Work required: Reproduce the listing below exactly, minus its pictures.

Task data:
::::::

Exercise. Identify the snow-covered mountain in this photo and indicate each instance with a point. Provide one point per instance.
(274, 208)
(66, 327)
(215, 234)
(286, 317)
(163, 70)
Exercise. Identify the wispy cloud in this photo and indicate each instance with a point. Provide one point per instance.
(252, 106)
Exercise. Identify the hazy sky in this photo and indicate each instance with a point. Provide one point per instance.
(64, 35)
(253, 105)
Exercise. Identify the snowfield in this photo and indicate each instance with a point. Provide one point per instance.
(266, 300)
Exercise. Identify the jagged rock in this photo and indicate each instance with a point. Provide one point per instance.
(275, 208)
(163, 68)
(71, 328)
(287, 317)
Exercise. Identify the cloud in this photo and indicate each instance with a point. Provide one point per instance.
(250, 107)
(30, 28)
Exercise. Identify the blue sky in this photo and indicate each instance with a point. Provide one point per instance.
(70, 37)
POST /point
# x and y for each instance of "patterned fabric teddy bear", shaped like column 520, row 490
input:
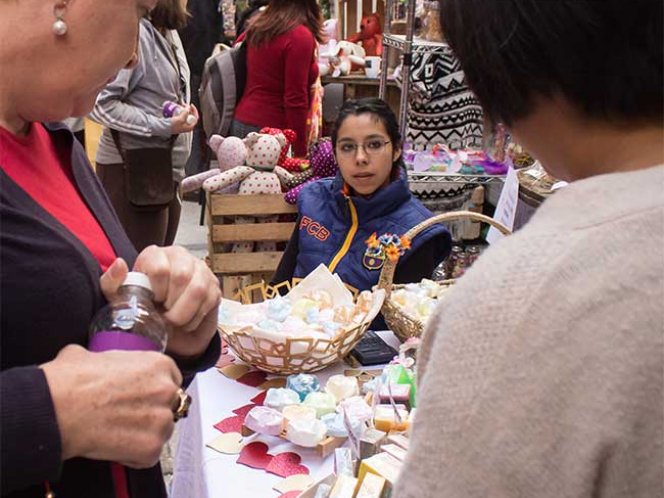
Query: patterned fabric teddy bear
column 323, row 165
column 254, row 175
column 230, row 152
column 292, row 164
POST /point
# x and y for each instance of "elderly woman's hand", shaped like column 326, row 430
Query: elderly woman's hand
column 184, row 287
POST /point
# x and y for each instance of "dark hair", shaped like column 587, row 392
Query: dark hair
column 281, row 16
column 379, row 109
column 169, row 14
column 604, row 56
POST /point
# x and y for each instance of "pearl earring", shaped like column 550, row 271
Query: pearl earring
column 59, row 25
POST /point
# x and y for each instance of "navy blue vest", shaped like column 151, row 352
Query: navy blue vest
column 326, row 218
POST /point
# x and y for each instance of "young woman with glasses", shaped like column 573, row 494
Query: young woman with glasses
column 369, row 195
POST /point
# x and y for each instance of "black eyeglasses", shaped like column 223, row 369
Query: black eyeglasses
column 370, row 147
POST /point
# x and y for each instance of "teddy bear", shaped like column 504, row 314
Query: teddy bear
column 346, row 58
column 292, row 164
column 253, row 175
column 230, row 152
column 370, row 35
column 323, row 165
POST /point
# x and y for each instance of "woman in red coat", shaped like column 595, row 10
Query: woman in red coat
column 281, row 67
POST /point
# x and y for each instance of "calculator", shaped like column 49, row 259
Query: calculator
column 372, row 350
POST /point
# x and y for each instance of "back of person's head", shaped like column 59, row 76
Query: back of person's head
column 280, row 16
column 604, row 57
column 381, row 112
column 169, row 14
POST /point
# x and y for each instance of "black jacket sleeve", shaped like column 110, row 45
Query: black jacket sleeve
column 288, row 262
column 31, row 445
column 420, row 264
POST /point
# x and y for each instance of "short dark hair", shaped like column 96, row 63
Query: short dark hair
column 169, row 14
column 381, row 111
column 604, row 56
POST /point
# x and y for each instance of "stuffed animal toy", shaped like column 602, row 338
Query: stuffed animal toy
column 325, row 49
column 370, row 35
column 323, row 165
column 292, row 164
column 254, row 175
column 346, row 57
column 230, row 152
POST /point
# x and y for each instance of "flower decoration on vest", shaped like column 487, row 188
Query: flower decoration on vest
column 388, row 245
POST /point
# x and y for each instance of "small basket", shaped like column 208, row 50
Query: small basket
column 289, row 355
column 401, row 323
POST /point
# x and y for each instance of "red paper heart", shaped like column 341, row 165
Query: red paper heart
column 255, row 455
column 259, row 399
column 243, row 410
column 286, row 464
column 254, row 378
column 230, row 424
column 225, row 360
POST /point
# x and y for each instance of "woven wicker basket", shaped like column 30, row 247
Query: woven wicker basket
column 401, row 323
column 285, row 355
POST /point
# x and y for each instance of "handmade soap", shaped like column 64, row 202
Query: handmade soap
column 298, row 412
column 400, row 393
column 371, row 486
column 306, row 432
column 278, row 398
column 356, row 409
column 264, row 420
column 387, row 419
column 395, row 451
column 303, row 384
column 344, row 463
column 382, row 465
column 370, row 442
column 323, row 403
column 342, row 387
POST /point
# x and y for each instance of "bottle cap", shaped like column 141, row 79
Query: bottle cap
column 139, row 279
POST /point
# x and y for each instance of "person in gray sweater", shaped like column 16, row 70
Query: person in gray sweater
column 541, row 372
column 132, row 106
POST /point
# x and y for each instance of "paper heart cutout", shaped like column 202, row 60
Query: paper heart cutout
column 230, row 424
column 273, row 383
column 234, row 371
column 297, row 483
column 259, row 399
column 255, row 455
column 286, row 464
column 254, row 378
column 229, row 443
column 225, row 360
column 243, row 410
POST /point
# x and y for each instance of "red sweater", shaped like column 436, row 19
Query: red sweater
column 34, row 163
column 279, row 75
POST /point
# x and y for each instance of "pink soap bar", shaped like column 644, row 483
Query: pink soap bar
column 264, row 420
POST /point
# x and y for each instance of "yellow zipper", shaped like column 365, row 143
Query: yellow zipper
column 349, row 237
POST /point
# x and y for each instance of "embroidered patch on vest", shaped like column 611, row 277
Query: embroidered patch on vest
column 314, row 228
column 373, row 261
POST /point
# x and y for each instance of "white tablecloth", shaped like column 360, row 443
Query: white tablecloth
column 201, row 472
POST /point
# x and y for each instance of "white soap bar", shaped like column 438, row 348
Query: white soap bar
column 306, row 432
column 278, row 398
column 342, row 387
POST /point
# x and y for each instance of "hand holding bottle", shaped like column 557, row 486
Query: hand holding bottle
column 184, row 287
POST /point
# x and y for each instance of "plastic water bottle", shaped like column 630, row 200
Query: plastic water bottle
column 131, row 321
column 170, row 109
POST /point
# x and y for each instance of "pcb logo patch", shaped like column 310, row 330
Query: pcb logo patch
column 373, row 261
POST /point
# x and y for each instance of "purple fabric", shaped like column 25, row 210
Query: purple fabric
column 125, row 341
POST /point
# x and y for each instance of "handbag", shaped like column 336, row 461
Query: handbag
column 148, row 174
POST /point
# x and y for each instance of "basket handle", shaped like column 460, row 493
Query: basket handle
column 387, row 273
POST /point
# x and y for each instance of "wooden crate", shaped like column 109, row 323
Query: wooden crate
column 242, row 269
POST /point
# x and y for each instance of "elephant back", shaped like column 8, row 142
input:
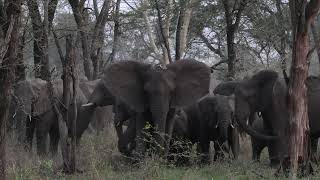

::::::

Final answer:
Exercise. Identify the snow-covered mountain in this photo and indicate each instance with a point. Provide one point per instance.
(274, 208)
(66, 327)
(215, 234)
(286, 317)
(163, 70)
Exercise. Identify the wispy cloud in this photo and indicate each instance with a point. Provide one point per instance.
(252, 106)
Exercise. Identify the hazy sky in this photo and indicate each instance with a point. Provide one point per instance.
(64, 35)
(253, 105)
Exercise. Identify the snowfield in this photo and indicate each instance with a point. Provide one point per instance.
(266, 300)
Exercise. Identify the jagged rock in this photo and indicate each instance with a point. Provide one point per instance.
(275, 208)
(163, 68)
(71, 328)
(287, 317)
Exercise. Identify the cloud in this photo and indicate each instance with a point. Provide one point per instance.
(250, 107)
(30, 28)
Exercise. Identify the blue sky in this photo and indicate each instance with a point. Provide one point per instance.
(70, 37)
POST /point
# x and y for each instance of "patterned fabric teddy bear", shaped like column 520, row 490
input:
Query: patterned fabric teddy bear
column 323, row 165
column 254, row 175
column 230, row 152
column 292, row 164
POST /point
# x and y for each instance of "elderly woman's hand", shaped like column 326, row 430
Query: elderly woman's hand
column 184, row 287
POST /point
# x and y for each instance of "dark hair", shaped like column 587, row 392
Query: dark hair
column 281, row 16
column 379, row 109
column 169, row 14
column 604, row 56
POST /point
# x and y for each instance of "pearl earring", shaped like column 550, row 271
Query: pearl earring
column 59, row 25
POST /point
# x and y for each instance of "navy blue vest", shaped like column 151, row 352
Query: navy blue vest
column 326, row 218
POST /point
# x and y for each instance of "young woman with glasses", shaped like column 573, row 494
Query: young woman with glasses
column 369, row 195
POST /point
# x and y for each instance of "black eyeglasses", shaped like column 223, row 369
Query: black eyeglasses
column 370, row 147
POST /point
# x and y for each instance of "teddy bear", shaped like column 504, row 314
Query: teddy bear
column 346, row 58
column 292, row 164
column 253, row 175
column 230, row 152
column 370, row 35
column 323, row 165
POST /point
# x and y for each instance of "woman in red coat", shaped like column 595, row 10
Query: woman in red coat
column 281, row 67
POST /point
# x and y for each instance of "calculator", shaped like column 49, row 259
Query: calculator
column 372, row 350
POST /point
# x and y for each instance of "back of person's head", shaped like column 59, row 76
Query: back of person's head
column 280, row 16
column 604, row 57
column 381, row 112
column 169, row 14
POST /point
# x and y for each instance of "black jacket sleeve", shaped like column 110, row 45
Query: black jacket sleeve
column 288, row 262
column 31, row 445
column 420, row 264
POST /point
# x and y for each instance of "short dark hair", shaped like column 96, row 63
Query: short dark hair
column 169, row 14
column 381, row 111
column 604, row 56
POST /point
# x and y for each instance of "stuffed animal toy", shaped like column 602, row 338
Query: stuffed animal toy
column 325, row 49
column 370, row 35
column 323, row 165
column 292, row 164
column 254, row 175
column 346, row 57
column 230, row 152
POST /point
# x and y for each instance of "flower decoration on vest", shaped like column 487, row 188
Query: flower decoration on vest
column 388, row 245
POST /point
# x and y for each instance of "small basket", shaped like column 208, row 50
Query: small basket
column 289, row 355
column 401, row 323
POST /point
# x and y for each instance of "red paper heart", shaped like column 341, row 165
Query: red paper heart
column 255, row 455
column 259, row 399
column 243, row 410
column 286, row 464
column 254, row 378
column 230, row 424
column 225, row 360
POST /point
# x and y for each instance of "woven wicker basket", shaped like column 30, row 247
Query: woven wicker basket
column 401, row 323
column 285, row 355
POST /point
# x and y for each instance of "handmade soap", shaped like column 64, row 202
Query: handmade soap
column 298, row 412
column 400, row 393
column 371, row 486
column 306, row 432
column 278, row 398
column 356, row 409
column 264, row 420
column 387, row 419
column 395, row 451
column 303, row 384
column 344, row 463
column 382, row 465
column 370, row 442
column 323, row 403
column 342, row 387
POST /point
# x and y for each instance of "bottle cap", shaped like column 141, row 79
Query: bottle cap
column 139, row 279
POST /point
# x and y for each instance of "person in gray sweater", shaped like column 16, row 70
Query: person in gray sweater
column 541, row 372
column 132, row 106
POST /point
# x and y for each instance of "paper heart cutout", shaped like column 202, row 60
Query: paper heart cutout
column 230, row 424
column 273, row 383
column 234, row 371
column 297, row 483
column 259, row 399
column 255, row 455
column 286, row 464
column 254, row 378
column 229, row 443
column 225, row 360
column 243, row 410
POST /point
# x and y for each instance of "red sweater", shaped like column 436, row 19
Query: red sweater
column 34, row 163
column 279, row 75
POST /point
# x and y for each instance of "pink soap bar", shaped like column 644, row 483
Query: pink soap bar
column 264, row 420
POST /point
# x and y for each instance of "yellow zipper", shaped like column 365, row 143
Query: yellow zipper
column 349, row 237
POST /point
# x and y for each instance of "embroidered patch on vest", shaped like column 611, row 277
Query: embroidered patch on vest
column 314, row 228
column 373, row 261
POST /point
# x and y for each instance of "white tablecloth", shaped like column 360, row 443
Query: white tablecloth
column 201, row 472
POST /point
# x and y for each instance of "white soap bar", shaped like column 438, row 348
Query: white soap bar
column 306, row 432
column 278, row 398
column 342, row 387
POST /point
# x and y for each instance of "hand holding bottle", shaped like column 557, row 486
Query: hand holding bottle
column 184, row 287
POST /point
# x and y for each instance of "plastic water bottle", shaped like column 630, row 200
Query: plastic water bottle
column 131, row 321
column 170, row 109
POST /point
# x and y for each instance of "pcb logo patch", shaped like column 310, row 330
Query: pcb logo patch
column 373, row 261
POST /point
# x and y for each instance of "purple fabric", shaped like column 25, row 210
Query: purple fabric
column 125, row 341
POST /point
# x and y for each instance of "handbag", shaped like column 336, row 461
Query: handbag
column 148, row 174
POST /point
# x and y for each instance of "basket handle", shaped like column 460, row 493
Query: basket handle
column 387, row 273
POST /point
# x and y for each instance of "wooden crate", shaped like column 109, row 323
Query: wooden crate
column 242, row 269
POST /point
# x and y for each instance of "elephant back", shaped like column 8, row 142
input:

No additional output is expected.